PROBLEM REQUIREMENTS » From the line containing "the snow-covered ground." through the last line of the material, copy every line exactly, both ends inclusive; do not copy pictures.

DATA ROWS »
>> start

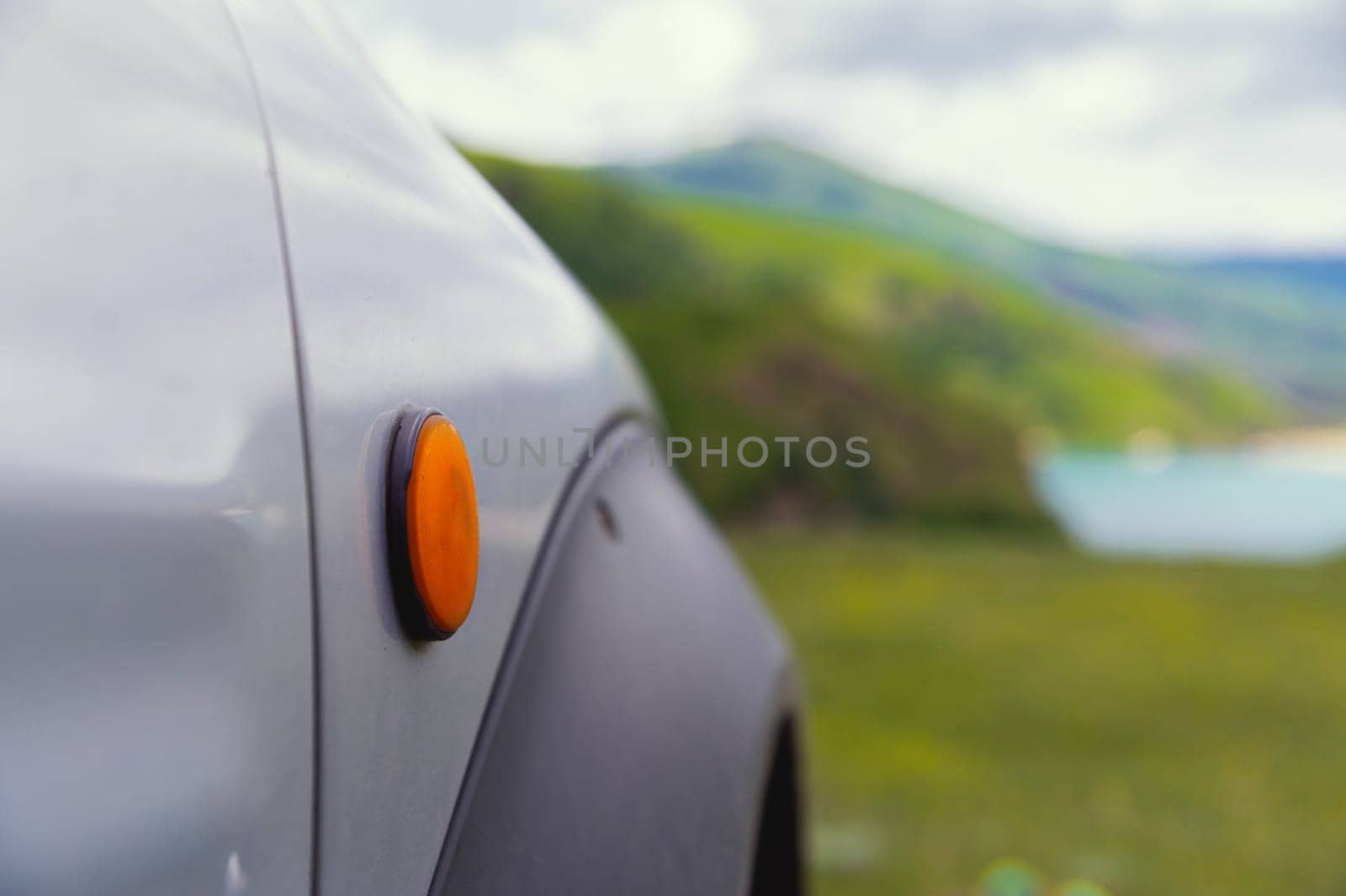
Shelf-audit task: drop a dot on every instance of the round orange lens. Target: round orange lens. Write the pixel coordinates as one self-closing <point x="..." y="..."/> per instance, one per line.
<point x="442" y="536"/>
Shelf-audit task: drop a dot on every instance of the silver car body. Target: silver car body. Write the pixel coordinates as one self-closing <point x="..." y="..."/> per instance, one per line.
<point x="231" y="260"/>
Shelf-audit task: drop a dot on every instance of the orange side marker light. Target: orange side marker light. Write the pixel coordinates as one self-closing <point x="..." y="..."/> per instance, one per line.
<point x="432" y="532"/>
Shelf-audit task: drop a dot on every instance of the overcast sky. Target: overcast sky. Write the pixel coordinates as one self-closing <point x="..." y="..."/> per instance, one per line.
<point x="1127" y="124"/>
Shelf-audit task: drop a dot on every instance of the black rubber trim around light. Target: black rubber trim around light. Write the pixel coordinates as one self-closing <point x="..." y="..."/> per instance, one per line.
<point x="411" y="604"/>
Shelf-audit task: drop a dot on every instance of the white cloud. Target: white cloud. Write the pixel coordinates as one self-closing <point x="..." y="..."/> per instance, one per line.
<point x="639" y="78"/>
<point x="1144" y="123"/>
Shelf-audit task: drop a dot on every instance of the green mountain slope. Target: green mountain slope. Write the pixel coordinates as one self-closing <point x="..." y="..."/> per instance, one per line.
<point x="751" y="323"/>
<point x="1276" y="327"/>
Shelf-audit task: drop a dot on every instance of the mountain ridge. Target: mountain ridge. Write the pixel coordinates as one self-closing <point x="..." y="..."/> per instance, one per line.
<point x="1278" y="321"/>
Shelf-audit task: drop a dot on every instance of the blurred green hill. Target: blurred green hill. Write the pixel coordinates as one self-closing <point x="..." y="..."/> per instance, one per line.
<point x="1279" y="319"/>
<point x="762" y="318"/>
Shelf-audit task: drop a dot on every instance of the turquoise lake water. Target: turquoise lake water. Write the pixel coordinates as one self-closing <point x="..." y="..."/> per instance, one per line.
<point x="1256" y="505"/>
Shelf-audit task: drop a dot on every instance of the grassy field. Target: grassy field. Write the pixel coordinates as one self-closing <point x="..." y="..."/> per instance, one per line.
<point x="1154" y="728"/>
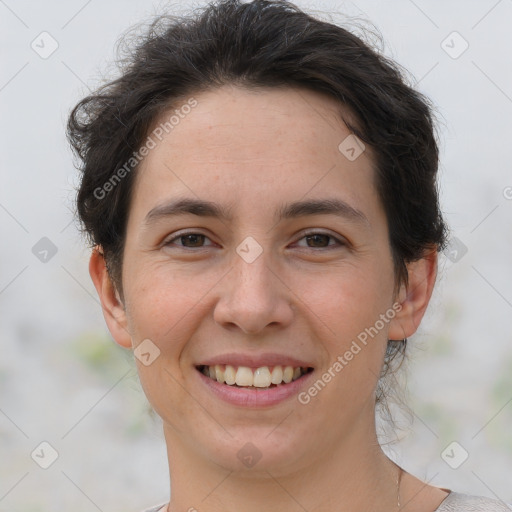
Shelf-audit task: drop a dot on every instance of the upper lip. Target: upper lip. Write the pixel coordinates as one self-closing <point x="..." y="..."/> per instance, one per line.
<point x="255" y="360"/>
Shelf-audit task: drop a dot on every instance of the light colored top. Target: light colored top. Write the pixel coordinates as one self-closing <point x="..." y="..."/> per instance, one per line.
<point x="454" y="502"/>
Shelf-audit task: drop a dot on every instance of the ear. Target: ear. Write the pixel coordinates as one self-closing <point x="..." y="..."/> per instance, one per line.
<point x="113" y="308"/>
<point x="414" y="297"/>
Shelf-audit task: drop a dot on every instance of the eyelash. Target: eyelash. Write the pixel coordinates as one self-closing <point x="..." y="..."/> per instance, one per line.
<point x="339" y="242"/>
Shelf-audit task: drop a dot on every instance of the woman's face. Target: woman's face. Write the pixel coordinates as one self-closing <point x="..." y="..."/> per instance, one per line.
<point x="270" y="284"/>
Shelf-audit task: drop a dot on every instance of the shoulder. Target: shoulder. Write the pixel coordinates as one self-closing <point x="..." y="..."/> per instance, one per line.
<point x="158" y="508"/>
<point x="460" y="502"/>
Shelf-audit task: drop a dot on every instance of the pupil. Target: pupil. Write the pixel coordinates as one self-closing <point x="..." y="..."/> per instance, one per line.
<point x="194" y="238"/>
<point x="316" y="237"/>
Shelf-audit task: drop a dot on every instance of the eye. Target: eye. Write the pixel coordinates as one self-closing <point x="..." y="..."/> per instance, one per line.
<point x="190" y="240"/>
<point x="321" y="240"/>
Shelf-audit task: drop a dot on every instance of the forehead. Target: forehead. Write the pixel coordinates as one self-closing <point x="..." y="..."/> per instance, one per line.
<point x="245" y="146"/>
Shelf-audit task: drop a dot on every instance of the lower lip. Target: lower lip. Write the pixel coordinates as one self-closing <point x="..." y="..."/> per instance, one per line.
<point x="255" y="397"/>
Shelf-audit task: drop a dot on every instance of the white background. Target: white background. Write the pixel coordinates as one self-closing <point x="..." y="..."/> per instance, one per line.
<point x="64" y="381"/>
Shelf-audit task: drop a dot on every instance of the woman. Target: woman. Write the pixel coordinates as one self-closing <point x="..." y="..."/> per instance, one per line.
<point x="259" y="188"/>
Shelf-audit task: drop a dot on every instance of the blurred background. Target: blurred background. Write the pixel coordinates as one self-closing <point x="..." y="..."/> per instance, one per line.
<point x="75" y="428"/>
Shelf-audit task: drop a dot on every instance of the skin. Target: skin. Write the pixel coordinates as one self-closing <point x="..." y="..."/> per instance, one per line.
<point x="255" y="150"/>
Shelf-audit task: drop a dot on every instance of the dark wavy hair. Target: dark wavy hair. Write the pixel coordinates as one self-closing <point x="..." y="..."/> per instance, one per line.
<point x="260" y="44"/>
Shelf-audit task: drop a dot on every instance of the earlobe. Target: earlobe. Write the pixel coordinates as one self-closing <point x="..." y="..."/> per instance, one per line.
<point x="414" y="297"/>
<point x="113" y="309"/>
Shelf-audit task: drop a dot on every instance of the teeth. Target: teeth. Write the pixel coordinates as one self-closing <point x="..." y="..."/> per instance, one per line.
<point x="244" y="376"/>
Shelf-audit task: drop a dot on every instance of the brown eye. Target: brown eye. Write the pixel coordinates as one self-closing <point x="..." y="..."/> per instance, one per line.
<point x="188" y="240"/>
<point x="321" y="240"/>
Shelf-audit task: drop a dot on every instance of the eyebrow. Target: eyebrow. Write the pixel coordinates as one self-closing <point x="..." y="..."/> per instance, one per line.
<point x="202" y="208"/>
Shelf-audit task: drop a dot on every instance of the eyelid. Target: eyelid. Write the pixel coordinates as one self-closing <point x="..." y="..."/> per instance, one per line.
<point x="341" y="241"/>
<point x="179" y="234"/>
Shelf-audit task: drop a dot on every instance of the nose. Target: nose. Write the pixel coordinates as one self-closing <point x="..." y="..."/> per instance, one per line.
<point x="253" y="297"/>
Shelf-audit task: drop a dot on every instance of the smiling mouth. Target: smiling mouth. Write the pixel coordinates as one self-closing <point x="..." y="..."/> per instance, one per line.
<point x="264" y="377"/>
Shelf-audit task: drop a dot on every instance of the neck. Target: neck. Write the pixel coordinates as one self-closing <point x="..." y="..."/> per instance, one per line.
<point x="352" y="475"/>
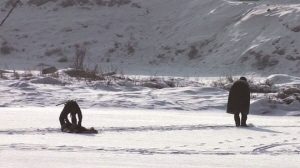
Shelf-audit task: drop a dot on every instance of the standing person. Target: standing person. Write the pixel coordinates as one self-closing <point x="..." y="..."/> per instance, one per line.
<point x="239" y="101"/>
<point x="72" y="108"/>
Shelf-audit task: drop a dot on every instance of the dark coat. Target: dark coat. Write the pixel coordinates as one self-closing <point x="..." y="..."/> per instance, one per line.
<point x="72" y="108"/>
<point x="239" y="98"/>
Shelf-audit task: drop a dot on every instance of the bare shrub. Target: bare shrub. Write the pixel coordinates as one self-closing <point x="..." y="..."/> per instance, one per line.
<point x="55" y="51"/>
<point x="16" y="75"/>
<point x="84" y="74"/>
<point x="40" y="2"/>
<point x="296" y="29"/>
<point x="80" y="55"/>
<point x="62" y="59"/>
<point x="193" y="53"/>
<point x="6" y="49"/>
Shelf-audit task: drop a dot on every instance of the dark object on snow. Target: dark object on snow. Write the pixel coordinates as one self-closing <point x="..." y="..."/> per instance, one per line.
<point x="72" y="108"/>
<point x="239" y="101"/>
<point x="49" y="70"/>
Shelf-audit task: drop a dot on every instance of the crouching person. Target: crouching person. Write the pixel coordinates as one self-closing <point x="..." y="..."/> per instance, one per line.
<point x="72" y="108"/>
<point x="239" y="101"/>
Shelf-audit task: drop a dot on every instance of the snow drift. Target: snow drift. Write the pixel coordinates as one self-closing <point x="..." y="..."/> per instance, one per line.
<point x="188" y="38"/>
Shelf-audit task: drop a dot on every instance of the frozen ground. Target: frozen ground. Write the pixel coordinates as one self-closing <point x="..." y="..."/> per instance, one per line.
<point x="143" y="126"/>
<point x="170" y="37"/>
<point x="30" y="137"/>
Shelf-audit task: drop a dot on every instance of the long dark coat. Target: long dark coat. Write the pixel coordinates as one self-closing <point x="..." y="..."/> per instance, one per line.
<point x="72" y="108"/>
<point x="239" y="98"/>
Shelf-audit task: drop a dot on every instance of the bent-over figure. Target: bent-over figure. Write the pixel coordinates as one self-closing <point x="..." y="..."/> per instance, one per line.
<point x="71" y="108"/>
<point x="239" y="101"/>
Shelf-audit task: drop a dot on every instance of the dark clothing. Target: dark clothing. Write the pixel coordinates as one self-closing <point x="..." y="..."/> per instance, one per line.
<point x="239" y="98"/>
<point x="239" y="122"/>
<point x="72" y="108"/>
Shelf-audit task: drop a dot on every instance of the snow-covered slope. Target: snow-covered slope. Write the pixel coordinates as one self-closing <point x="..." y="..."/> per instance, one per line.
<point x="191" y="37"/>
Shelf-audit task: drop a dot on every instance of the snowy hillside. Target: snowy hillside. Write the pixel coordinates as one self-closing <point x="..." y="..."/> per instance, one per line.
<point x="191" y="37"/>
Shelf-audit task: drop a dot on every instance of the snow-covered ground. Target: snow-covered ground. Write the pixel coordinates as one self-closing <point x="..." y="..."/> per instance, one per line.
<point x="170" y="37"/>
<point x="166" y="105"/>
<point x="139" y="126"/>
<point x="30" y="137"/>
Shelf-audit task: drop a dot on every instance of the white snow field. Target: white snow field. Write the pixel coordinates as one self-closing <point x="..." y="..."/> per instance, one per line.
<point x="30" y="137"/>
<point x="143" y="127"/>
<point x="165" y="106"/>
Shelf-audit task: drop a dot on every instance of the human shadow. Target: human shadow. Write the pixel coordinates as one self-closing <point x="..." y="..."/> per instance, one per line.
<point x="259" y="129"/>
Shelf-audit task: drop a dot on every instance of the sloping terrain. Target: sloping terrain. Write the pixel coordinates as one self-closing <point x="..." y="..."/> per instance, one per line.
<point x="173" y="37"/>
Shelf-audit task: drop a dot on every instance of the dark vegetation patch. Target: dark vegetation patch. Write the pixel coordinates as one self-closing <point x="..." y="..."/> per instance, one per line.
<point x="70" y="3"/>
<point x="84" y="74"/>
<point x="6" y="48"/>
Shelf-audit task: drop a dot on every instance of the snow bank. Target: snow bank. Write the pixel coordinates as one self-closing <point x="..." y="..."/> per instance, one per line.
<point x="186" y="38"/>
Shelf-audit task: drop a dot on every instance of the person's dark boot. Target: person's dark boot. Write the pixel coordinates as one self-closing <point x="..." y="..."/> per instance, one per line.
<point x="237" y="120"/>
<point x="244" y="120"/>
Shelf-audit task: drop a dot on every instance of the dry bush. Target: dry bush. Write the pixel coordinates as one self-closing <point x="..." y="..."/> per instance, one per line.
<point x="6" y="49"/>
<point x="84" y="74"/>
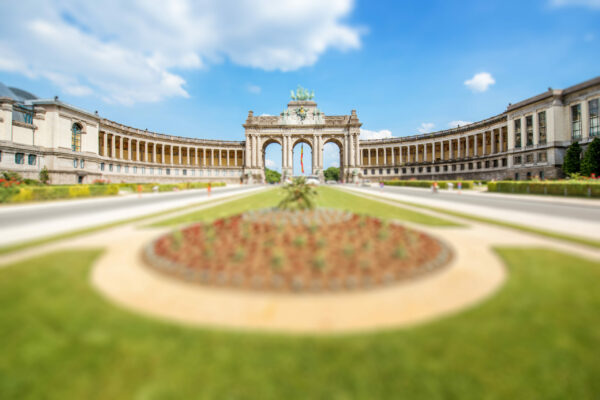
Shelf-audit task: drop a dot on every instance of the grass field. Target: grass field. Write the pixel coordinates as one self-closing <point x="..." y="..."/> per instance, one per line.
<point x="538" y="338"/>
<point x="327" y="197"/>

>> end

CORRECT ANSWER »
Shelf-audit task: drop a dot on every instance of the snow-covered ground. Target: snow-covered ground. Write the pixel coordinates as one self-closing <point x="..." y="..."/> per instance, one per line.
<point x="170" y="37"/>
<point x="166" y="105"/>
<point x="139" y="126"/>
<point x="30" y="137"/>
Shelf-audit task: drop a dot on every instance of the white snow field. Target: white snow field. Write the pixel coordinates as one self-closing <point x="..." y="..."/> per instance, one per line.
<point x="30" y="137"/>
<point x="143" y="127"/>
<point x="165" y="106"/>
Shelf-audit task: drop a dot on every instance of the human shadow. Target: human shadow. Write the pixel coordinates as one self-closing <point x="..." y="..."/> per instance, one per line.
<point x="259" y="129"/>
Shelf-audit task: drop a dot on every instance of the sloping terrain. Target: sloping terrain. Write the pixel coordinates as one self-closing <point x="..." y="..."/> per instance, one per line.
<point x="173" y="37"/>
Shelf-audit task: drop a dot on every instance of the dark vegetation patch. Target: dark vegetation patch. Write the pixel coordinates as one self-closing <point x="..." y="..."/> per instance, one per line.
<point x="70" y="3"/>
<point x="84" y="74"/>
<point x="6" y="48"/>
Shelf-audit task: drop a dot on every instance of the snow bank. Target: snow bank. Write the pixel coordinates as one self-closing <point x="..." y="..."/> per instance, one per line.
<point x="186" y="38"/>
Shelf-audit task: drop a dot on every instance of the person's dark boot. Target: person's dark boot. Write the pixel coordinates as one self-closing <point x="..." y="..."/> per instance, one per line.
<point x="237" y="120"/>
<point x="244" y="120"/>
Shelf-audit task: drop a dot on every instance of the dry bush. Target: dry bush. Write the pixel coordinates as one self-closing <point x="..." y="..."/> per instance, one per line.
<point x="6" y="49"/>
<point x="84" y="74"/>
Shelf-audit task: drop a dot on every instance of the grass field. Target: grass field. Write the pixel coordinates as one self-closing <point x="..." y="..."/> per instance, one per line.
<point x="538" y="338"/>
<point x="327" y="197"/>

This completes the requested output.